>> Start

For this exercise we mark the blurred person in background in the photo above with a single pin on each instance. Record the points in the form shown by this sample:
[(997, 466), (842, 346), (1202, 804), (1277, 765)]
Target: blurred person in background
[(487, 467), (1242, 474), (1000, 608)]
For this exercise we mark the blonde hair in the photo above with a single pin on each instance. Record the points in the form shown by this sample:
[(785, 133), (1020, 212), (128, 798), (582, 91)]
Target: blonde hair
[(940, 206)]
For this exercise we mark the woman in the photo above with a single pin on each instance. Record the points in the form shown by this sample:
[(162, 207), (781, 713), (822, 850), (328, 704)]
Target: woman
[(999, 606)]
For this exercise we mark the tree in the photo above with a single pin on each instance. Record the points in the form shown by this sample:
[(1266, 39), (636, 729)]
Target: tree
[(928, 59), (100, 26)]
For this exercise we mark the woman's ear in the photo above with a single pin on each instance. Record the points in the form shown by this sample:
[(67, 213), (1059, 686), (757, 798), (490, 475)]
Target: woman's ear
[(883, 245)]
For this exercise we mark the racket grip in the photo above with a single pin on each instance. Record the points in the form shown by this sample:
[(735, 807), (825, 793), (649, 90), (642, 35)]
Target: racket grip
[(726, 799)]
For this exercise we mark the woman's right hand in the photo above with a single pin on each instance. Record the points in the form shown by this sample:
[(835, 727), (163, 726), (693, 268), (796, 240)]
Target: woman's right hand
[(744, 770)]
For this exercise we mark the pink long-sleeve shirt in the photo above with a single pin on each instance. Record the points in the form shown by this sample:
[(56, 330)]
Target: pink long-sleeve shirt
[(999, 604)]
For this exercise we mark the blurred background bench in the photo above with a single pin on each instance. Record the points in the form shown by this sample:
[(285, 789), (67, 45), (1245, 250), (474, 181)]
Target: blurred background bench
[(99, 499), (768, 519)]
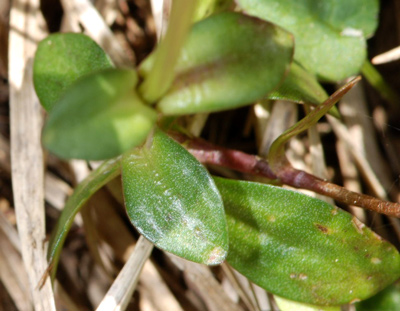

>> End

Your objective: Scale the records from their start through the line containing "[(726, 799)]", both ends included. Repeat every one of these lines, requests included, and multiply each coordinate in the answers by 0.7, rounding to whole numbers with halves rounded up, while leaving the format samples in the requests unchanged. Give only these lines.

Task answer:
For this exercise we mark the blurred person in background in the photo above with a single pin on each instance. Record the points in the form shown by this sample:
[(997, 466), (842, 346), (1202, 804), (1277, 765)]
Target: blurred person in background
[(341, 327), (869, 332), (700, 426)]
For this exercise we mark the blonde hair in the photo above with a single pin on each instance. Record the points in the form shown by this sample:
[(785, 133), (1020, 212), (128, 798), (582, 91)]
Target: blonde hair
[(658, 144)]
For this exercise we mark the woman in the photo above with a single pin on each instance. Record the points in the form shown by this sample:
[(162, 207), (781, 713), (822, 850), (328, 704)]
Target: woman
[(699, 424)]
For this exercise we mark the tree in the photo above with a single pin on each instance. Record the points in the form shown by this sample:
[(1266, 39), (636, 729)]
Target: tree
[(650, 41), (70, 18)]
For this exercise we mark the woman's ear in the photo above with a single pin on each instance. Record the points in the form shown by this sample:
[(67, 213), (1059, 686), (757, 798), (490, 475)]
Target: woman's ear
[(618, 172)]
For this exercise we mark the racket grip in the photo above with a single pin on each instance. Record the points in the form shown by this sample:
[(735, 807), (825, 793), (649, 90), (642, 35)]
Target: racket grip
[(508, 559)]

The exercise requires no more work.